[Records taken from a collection]
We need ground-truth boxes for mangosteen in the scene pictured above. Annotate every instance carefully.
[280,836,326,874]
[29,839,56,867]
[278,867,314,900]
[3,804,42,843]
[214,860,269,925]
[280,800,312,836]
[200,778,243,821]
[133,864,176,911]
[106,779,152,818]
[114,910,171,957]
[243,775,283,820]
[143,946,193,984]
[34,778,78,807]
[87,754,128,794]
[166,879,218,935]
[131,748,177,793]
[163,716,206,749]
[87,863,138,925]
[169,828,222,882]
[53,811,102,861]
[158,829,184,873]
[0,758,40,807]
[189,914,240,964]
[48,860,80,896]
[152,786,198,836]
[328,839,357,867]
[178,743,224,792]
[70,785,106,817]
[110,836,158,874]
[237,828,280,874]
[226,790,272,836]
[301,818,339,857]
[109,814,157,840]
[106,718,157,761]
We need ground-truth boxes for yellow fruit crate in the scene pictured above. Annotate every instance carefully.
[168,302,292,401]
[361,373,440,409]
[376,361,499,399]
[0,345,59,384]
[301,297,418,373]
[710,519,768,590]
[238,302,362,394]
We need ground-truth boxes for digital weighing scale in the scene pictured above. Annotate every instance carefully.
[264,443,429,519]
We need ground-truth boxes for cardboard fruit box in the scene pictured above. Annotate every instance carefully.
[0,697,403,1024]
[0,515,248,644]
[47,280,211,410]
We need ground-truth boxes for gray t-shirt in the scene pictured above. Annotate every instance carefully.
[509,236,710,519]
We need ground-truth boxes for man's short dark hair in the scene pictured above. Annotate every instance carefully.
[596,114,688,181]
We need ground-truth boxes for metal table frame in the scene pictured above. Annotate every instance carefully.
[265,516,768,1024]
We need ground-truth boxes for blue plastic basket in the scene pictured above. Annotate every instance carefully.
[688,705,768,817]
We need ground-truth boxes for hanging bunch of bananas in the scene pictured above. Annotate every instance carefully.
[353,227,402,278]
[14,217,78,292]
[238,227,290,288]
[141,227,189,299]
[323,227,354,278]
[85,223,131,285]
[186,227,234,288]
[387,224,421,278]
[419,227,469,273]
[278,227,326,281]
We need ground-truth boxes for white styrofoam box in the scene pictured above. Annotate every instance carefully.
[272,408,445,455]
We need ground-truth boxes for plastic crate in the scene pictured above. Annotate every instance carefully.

## Task requirements
Pick out every line of the records that contains the string "above", and copy each one. Match case exactly.

## Output for this exercise
We need ground-truth boxes for mangosteen in the scene pictured above. Annotate every instance carefully.
We need ground-truth boxes for yellow fruit crate in the scene pictured above. Annotate every instance carefully.
We need ground-truth boxes for digital weighing scale in the scene pictured above. Annotate every instance carefully.
We need ground-truth boxes for cardboard fruit box in the scene pictured above. Annotate every instance carefully.
We need ground-truth boxes for gray t-shirt in the scene pictured above. Annotate every instance carefully.
We need ground-truth boxes for man's short dark hair in the scene pictured above. Annotate every instance carefully.
We need ground-truth boxes for metal table frame in the scene pictured above. Annotate every instance carefully.
We need ground-truth boxes for blue plastic basket in the scene pictured above. Annotate every instance carefully.
We need ground-truth boxes for hanging bunch of bananas in the scene pictured above. Annotate every instance carefully.
We need ground-truth boxes for white styrofoam box in the scene pictured above. Annotate every instance carefully.
We need ground-truth boxes for plastic crate in the scene pictured above. Annotate every instance carefully.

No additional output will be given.